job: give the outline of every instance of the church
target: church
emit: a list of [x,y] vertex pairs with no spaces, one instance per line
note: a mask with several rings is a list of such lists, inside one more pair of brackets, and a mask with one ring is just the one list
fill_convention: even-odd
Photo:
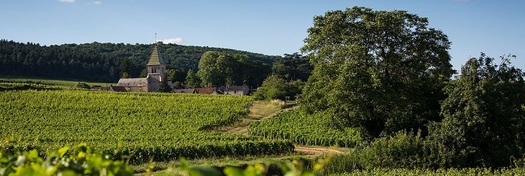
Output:
[[124,87],[128,92],[158,92],[161,82],[166,81],[170,88],[173,87],[171,81],[166,80],[166,63],[157,49],[157,44],[153,48],[146,69],[148,71],[146,78],[121,78],[117,86]]

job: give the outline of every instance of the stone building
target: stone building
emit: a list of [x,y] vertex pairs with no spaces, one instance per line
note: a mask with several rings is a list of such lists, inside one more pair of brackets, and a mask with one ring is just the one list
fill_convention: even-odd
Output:
[[[125,87],[128,92],[158,92],[162,81],[166,78],[166,64],[154,46],[153,52],[146,65],[148,76],[146,78],[121,78],[117,86]],[[171,81],[166,80],[170,89],[173,87]]]

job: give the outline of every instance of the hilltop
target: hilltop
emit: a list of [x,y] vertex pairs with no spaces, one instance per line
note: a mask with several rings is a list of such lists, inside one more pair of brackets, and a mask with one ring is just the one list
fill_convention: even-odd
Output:
[[[269,67],[280,56],[207,46],[161,44],[168,69],[184,76],[197,70],[199,60],[207,51],[243,54]],[[130,77],[139,77],[151,54],[151,44],[85,43],[42,46],[0,40],[0,75],[42,77],[96,82],[116,82],[124,70]]]

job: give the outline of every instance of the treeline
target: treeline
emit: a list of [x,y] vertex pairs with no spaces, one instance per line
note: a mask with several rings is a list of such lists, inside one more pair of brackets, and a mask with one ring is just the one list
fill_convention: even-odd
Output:
[[[42,46],[36,43],[19,43],[0,40],[0,75],[43,77],[54,79],[116,82],[122,76],[140,77],[149,55],[151,44],[87,43]],[[201,56],[207,51],[231,55],[244,55],[271,68],[281,58],[224,48],[159,45],[168,69],[184,80],[188,70],[198,70]]]

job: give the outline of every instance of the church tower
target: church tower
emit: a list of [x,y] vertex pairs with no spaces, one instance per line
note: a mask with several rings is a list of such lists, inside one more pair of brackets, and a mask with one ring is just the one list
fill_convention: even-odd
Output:
[[156,92],[160,89],[160,83],[166,79],[166,64],[155,44],[149,58],[146,69],[148,70],[148,91]]

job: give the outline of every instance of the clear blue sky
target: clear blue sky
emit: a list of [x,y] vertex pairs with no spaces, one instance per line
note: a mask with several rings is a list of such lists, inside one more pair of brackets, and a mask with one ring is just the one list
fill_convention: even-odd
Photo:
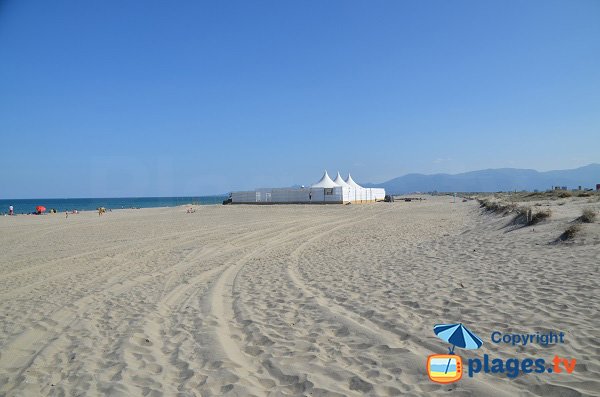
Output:
[[0,0],[0,197],[600,160],[600,1]]

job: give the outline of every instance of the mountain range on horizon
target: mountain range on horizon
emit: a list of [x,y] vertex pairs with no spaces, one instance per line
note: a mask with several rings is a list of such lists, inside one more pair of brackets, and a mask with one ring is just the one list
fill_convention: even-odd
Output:
[[553,186],[568,189],[595,189],[600,183],[600,164],[594,163],[569,170],[536,171],[497,168],[460,174],[407,174],[383,183],[365,183],[364,187],[385,188],[390,194],[412,192],[498,192],[513,190],[548,190]]

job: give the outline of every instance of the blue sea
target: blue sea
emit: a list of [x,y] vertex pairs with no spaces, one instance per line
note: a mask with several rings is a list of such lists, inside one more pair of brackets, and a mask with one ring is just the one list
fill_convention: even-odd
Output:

__Work task__. From the line with "target: blue sea" to the final line of the data above, please reproduce every line exactly and add nothing.

__Output of the exercise__.
target: blue sea
emit: a list of [x,y] vertex pairs with no spaces, one instance per line
note: a mask with several rings is a list of such lists, inside one more pair of brackets, and a mask with one ring is just the one list
fill_convention: even-odd
Output:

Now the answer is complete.